- [CONSIGNES DE TRAVAIL]:
1: Résumez en deux phrases le texte consacré à l'élection Muller.
2: Rédigez la suite du texte consacré à l'élection Muller en reprenant juste après sa dernière phrase.

=== TEXTE DE L'EXERCICE ===

DEUS EX MACHINA
Nous sommes donc le mardi 4 Novembre 2008 (sic !) et Norman Muller, petit employé et américain parfaitement moyen, sans rêve véritable, sans idéal particulier n'est pas, mais alors vraiment pas dans son assiette. Par un étrange coup du sort, ainsi et surtout par des calculs d'une complexité inimaginable et démesurée effectués par le célèbre super-ordinateur Multivac, il a été désigné par la machine comme le futur électeur du futur président des Etats-Unis d'Amérique. L'unique. le seul. Lui : Norman Muller, marié et père d'une petite fille, habitant Bloomingthon, Comté de Monroe, Indiana...
Et cette tâche, imprévue, improbable, même en imaginant que seuls les hommes, âgés de vingt à soixante ans sont désormais sélectionnables va transformer la vie de cet homme en tout point moyen. D'abord parce qu'il reçoit la visite d'un agent secret dépêché expressément pour sa protection (et s'assurer qu'il sera bien là le jour dit). Ensuite parce que, pour l'histoire, cette élection sera désormais l'élection Muller.
En quelques pages bien tournées, à la frontière entre ironie, cynisme, fiction et prospective réaliste, Isaac Asimov s'en prend, dès 1955, à la folie technologique, à l'empirisme mathématique mais destructeur de la démocratie sondagière et de l'abandon de la citoyenneté sous ces fallacieux prétextes scientistes dont l'auteur perçoit ainsi très tôt les incroyables dangers.

=== DONNÉES SOURCES ===

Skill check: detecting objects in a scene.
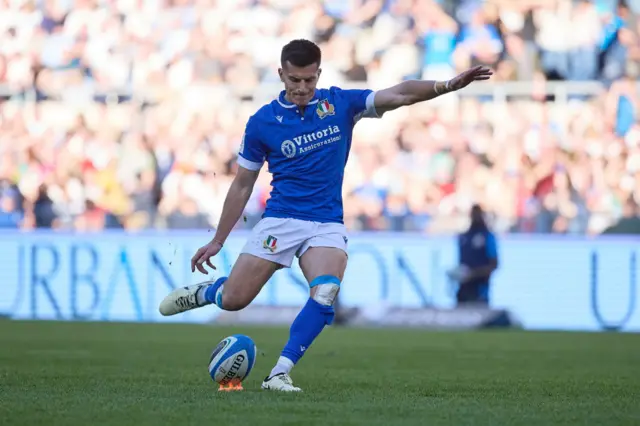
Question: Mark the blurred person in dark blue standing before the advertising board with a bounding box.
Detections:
[449,204,498,306]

===

- [RÉPONSES ATTENDUES]:
1: Le super-ordinateur Multivac désigne Norman Muller, employé américain parfaitement moyen, comme l'unique électeur du futur président des États-Unis, ce qui bouleverse sa vie : un agent secret est dépêché pour le protéger, et l'élection portera désormais son nom. Dans ces pages écrites dès 1955, Isaac Asimov s'en prend à la folie technologique, à la démocratie sondagière et à l'abandon de la citoyenneté sous des prétextes scientistes.

2:
Cette nouvelle, bien qu'un peu trop courte, étale tout le talent de ce très grand de la Science-Fiction, et si l'on peut regretter qu'il n'ait pas pris le temps d'approfondir un peu son sujet - aux implications immenses - une grande part de son oeuvre consacrée à l'émergence des robots dans la vie des humains corrigera, et de quelle manière, cette négligence point trop coupable !
Et même si ce n'est sans doute pas le meilleur d'Asimov, celui de Fondation par exemple, ce petit opuscule est vraiment réjouissant et se prête parfaitement au plaisir de se l'offrir ou à celui de l'offrir - d'autant que l'édition, chez "Le passager clandestin" est très soignée - pour le plaisir et... parce qu'en cette année 2017 de tous les dangers démocratiques et aux rebondissements déjà invraisemblables ce bref ouvrage tombe vraiment à pic !
Pour Asimov : A Voté !!!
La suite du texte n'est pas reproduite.